■ **Exercise instructions**
In the copy, include every entry exactly but none of the pictures.
++++ Recorded information
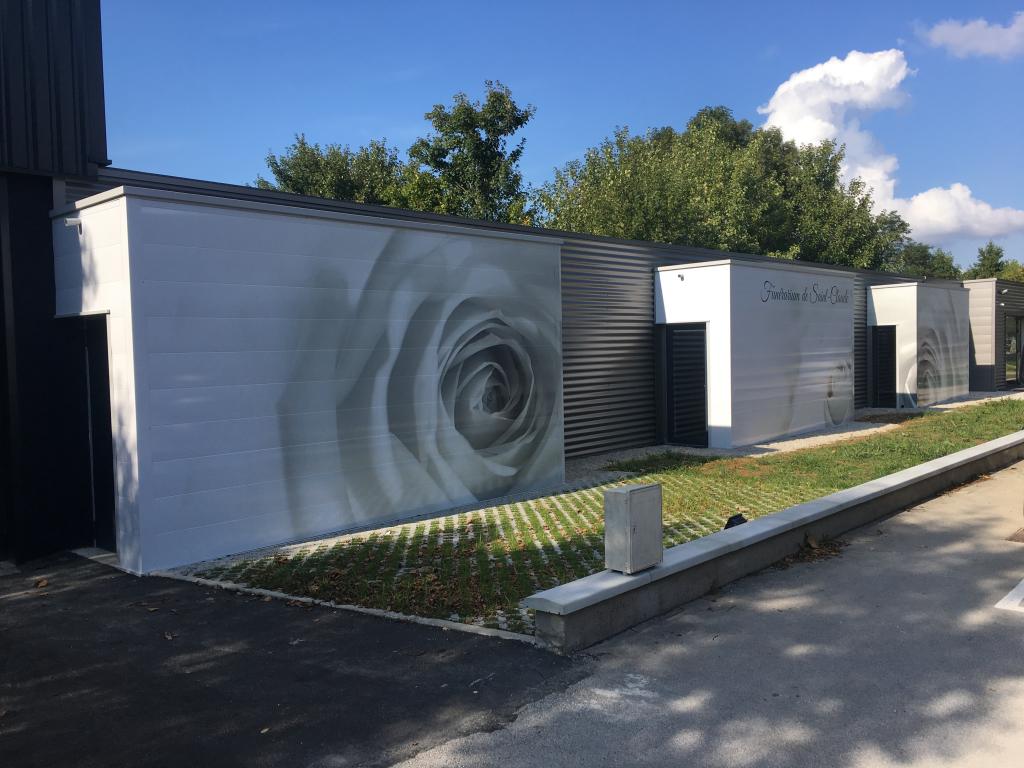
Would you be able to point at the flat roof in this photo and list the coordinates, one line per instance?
(283, 209)
(934, 285)
(111, 177)
(787, 265)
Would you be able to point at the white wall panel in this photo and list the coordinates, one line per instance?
(792, 350)
(943, 343)
(305, 374)
(780, 343)
(93, 276)
(699, 293)
(897, 305)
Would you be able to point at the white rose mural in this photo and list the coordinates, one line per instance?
(448, 378)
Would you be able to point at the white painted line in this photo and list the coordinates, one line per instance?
(1015, 600)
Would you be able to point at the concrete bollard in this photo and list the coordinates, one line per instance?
(633, 527)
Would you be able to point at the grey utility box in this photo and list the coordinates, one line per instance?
(633, 527)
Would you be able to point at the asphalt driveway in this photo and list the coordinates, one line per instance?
(892, 653)
(98, 668)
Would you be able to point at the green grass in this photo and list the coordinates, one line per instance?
(476, 566)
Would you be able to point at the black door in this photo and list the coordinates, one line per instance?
(686, 367)
(883, 361)
(97, 394)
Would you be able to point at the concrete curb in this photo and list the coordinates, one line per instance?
(390, 614)
(580, 613)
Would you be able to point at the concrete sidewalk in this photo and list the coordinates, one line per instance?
(890, 654)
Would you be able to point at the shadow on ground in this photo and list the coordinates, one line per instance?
(99, 668)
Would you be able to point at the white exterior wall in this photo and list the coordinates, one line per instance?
(897, 305)
(943, 343)
(933, 339)
(702, 297)
(299, 373)
(775, 366)
(792, 350)
(92, 275)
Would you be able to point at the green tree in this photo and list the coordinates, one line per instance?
(721, 183)
(989, 262)
(467, 167)
(371, 174)
(1013, 269)
(922, 260)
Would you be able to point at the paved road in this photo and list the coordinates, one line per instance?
(890, 654)
(88, 677)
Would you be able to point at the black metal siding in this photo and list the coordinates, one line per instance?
(51, 87)
(1011, 302)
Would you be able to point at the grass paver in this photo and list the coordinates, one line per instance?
(476, 566)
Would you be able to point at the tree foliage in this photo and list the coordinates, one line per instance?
(465, 168)
(921, 260)
(722, 183)
(990, 262)
(370, 174)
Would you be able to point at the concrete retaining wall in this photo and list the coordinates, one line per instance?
(580, 613)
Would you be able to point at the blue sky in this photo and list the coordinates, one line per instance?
(205, 89)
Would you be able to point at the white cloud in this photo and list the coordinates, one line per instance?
(827, 101)
(978, 37)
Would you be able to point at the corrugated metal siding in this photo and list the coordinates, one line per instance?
(608, 345)
(1011, 302)
(51, 87)
(982, 313)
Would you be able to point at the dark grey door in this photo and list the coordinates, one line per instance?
(686, 358)
(883, 361)
(97, 393)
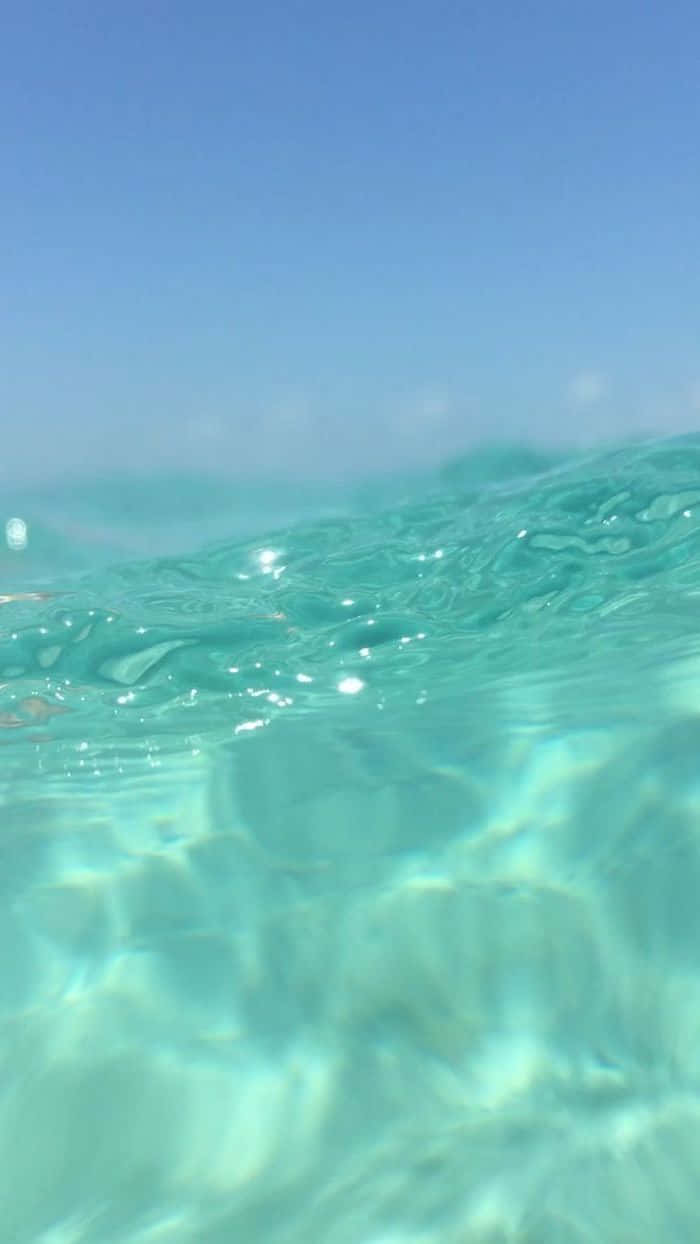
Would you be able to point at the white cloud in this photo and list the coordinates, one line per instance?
(587, 388)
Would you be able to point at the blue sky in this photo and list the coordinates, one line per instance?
(310, 238)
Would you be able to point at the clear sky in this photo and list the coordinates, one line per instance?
(318, 236)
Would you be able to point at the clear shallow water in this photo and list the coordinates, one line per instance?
(351, 862)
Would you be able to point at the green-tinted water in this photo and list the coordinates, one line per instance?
(351, 863)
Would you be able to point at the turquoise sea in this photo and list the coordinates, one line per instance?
(350, 856)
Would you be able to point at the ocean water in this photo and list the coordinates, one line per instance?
++++++++
■ **Written reply**
Would you be able to point at the flat roof in this photo and list the coordinates, one line per instance?
(283, 209)
(934, 285)
(111, 177)
(787, 265)
Would you be able to point at the white wall panel in this photo and list the coordinates, one line per instance?
(792, 350)
(943, 343)
(305, 374)
(780, 343)
(93, 276)
(699, 293)
(897, 305)
Would you be able to point at the white rose mural in this photo and list the coordinates, one line per instance?
(448, 378)
Would you be able to point at the white painted line in this photo and list the coordinates, one line per instance?
(1015, 600)
Would you be able to point at the concrete bollard in this photo and list the coordinates, one line per instance?
(633, 527)
Would you be able to point at the grey utility box in this photo and list the coordinates, one line per instance?
(633, 527)
Would you be able to point at the asphalt driveway in this photo and list the coordinates, one line per instance?
(892, 653)
(98, 668)
Would you be able to point at the green grass in this photo and list the coordinates, one line per instance?
(476, 566)
Would you be able to point at the black door in this photo and list the coordinates, one line per instance?
(686, 367)
(883, 361)
(97, 394)
Would you be able to point at the concrete curb in this photo and list the coordinates, one line per instance?
(390, 614)
(580, 613)
Would you be able to point at the concrete sidewalk in this photo and list the coordinates, one line per instance?
(890, 654)
Would you be able to point at the shadow on ground in this photo and list the coordinates, one line per instance?
(99, 668)
Would you be able to point at the white exterior wall in this photo and list the coordinates, one line per instance?
(897, 305)
(943, 343)
(933, 339)
(702, 297)
(299, 373)
(775, 366)
(792, 350)
(92, 275)
Would you be able to point at the green tree in this photo and list the coordinates, one line per instance?
(721, 183)
(989, 262)
(467, 167)
(371, 174)
(1013, 269)
(922, 260)
Would you be able to point at the paved road in this photo and list the coordinates, one line per instance?
(890, 654)
(88, 677)
Would you be able to point at the black metal siding in this photo and list the coordinates, one line per instance?
(51, 87)
(1011, 302)
Would you be able to point at the grass paver in this photo and list the coordinates, one line per instance?
(476, 566)
Would you be able to point at the tree foliage in this photo and list the coordinates, one line per instance?
(465, 168)
(921, 260)
(722, 183)
(990, 262)
(370, 174)
Would you be able to point at the concrete retaining wall in this photo and list the coordinates, one line per instance?
(580, 613)
Would you be able to point at the blue sky in this photo and list the coordinates, one line per instance?
(205, 89)
Would you be able to point at the white cloud in this photo and list the coordinates, one line per instance?
(827, 101)
(978, 37)
Would you be able to point at the corrugated metal siding in this photo and list the coordinates, one line per instance?
(608, 345)
(1011, 302)
(51, 87)
(982, 313)
Would you be able to point at the dark grey door in this photo and list the coordinates, one line per instance?
(686, 358)
(883, 361)
(97, 393)
Would you be able to point at the white cloud in this photo and list the coordinates, one line per instance?
(587, 388)
Would you be able to point at the blue sky in this photo and list the coordinates, one line per instance?
(310, 238)
Would you be able to point at the clear sky in this photo and list the coordinates, one line per instance?
(318, 236)
Would you be able to point at the clear shallow water in this photo and list the coordinates, one line per instance?
(351, 862)
Would you be able to point at the green-tinted water in this photo and list the coordinates, one line per instance?
(351, 863)
Would you be able to point at the turquoise sea in this photo and list the coordinates, one line per instance?
(350, 856)
Would you be able to point at the ocean water in this photo and list the coordinates, one line per instance?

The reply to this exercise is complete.